> **Given request**: Identify every line of the material below that contains the word "When", and copy each of those lines in full. Treat uppercase and lowercase letters as distinct.

── Data for processing ──

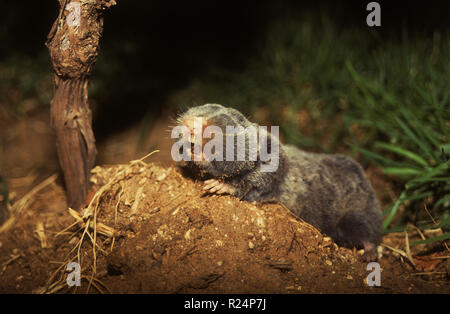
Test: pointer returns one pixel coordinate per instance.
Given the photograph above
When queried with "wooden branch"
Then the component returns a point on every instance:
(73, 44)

───
── Data for processing ──

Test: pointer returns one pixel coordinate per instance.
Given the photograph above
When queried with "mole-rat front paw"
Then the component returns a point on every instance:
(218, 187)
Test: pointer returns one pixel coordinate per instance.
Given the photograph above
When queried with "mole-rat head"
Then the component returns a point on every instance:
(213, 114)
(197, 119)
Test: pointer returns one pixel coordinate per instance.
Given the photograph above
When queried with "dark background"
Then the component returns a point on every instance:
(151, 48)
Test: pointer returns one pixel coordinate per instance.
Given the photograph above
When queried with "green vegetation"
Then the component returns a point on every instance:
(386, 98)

───
── Data for processing ──

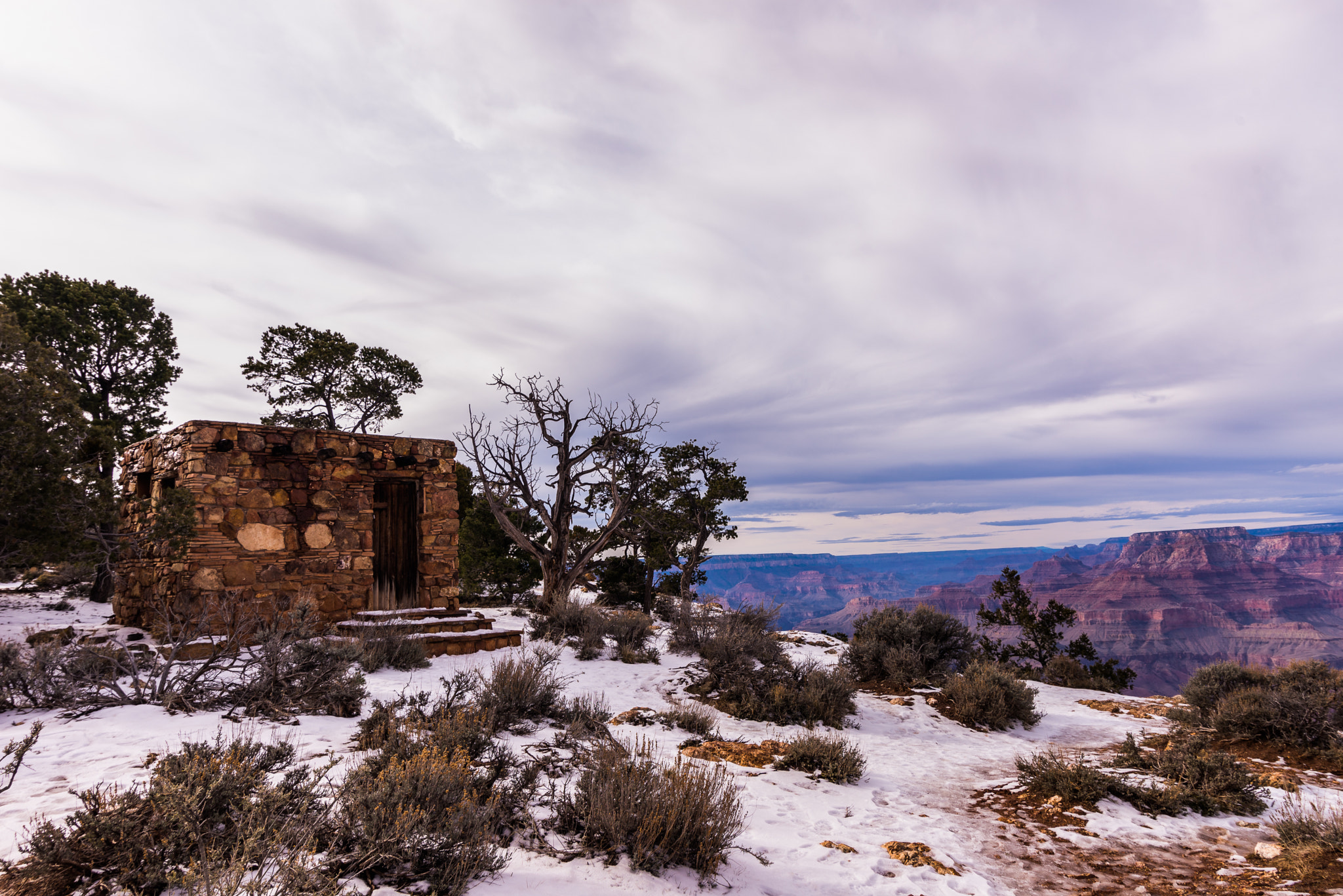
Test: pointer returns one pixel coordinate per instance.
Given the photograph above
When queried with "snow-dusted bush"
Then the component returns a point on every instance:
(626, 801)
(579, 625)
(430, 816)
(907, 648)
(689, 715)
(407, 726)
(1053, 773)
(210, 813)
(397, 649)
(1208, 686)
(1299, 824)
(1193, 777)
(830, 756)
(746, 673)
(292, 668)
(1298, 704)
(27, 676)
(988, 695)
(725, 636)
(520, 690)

───

> **Response**:
When queried with "wooden branch"
When queried with "mole-rat front paw"
When queried with "mole-rat head"
When queried with "dark background"
When queried with "green vegetation"
When queried with "snow-dusted bush"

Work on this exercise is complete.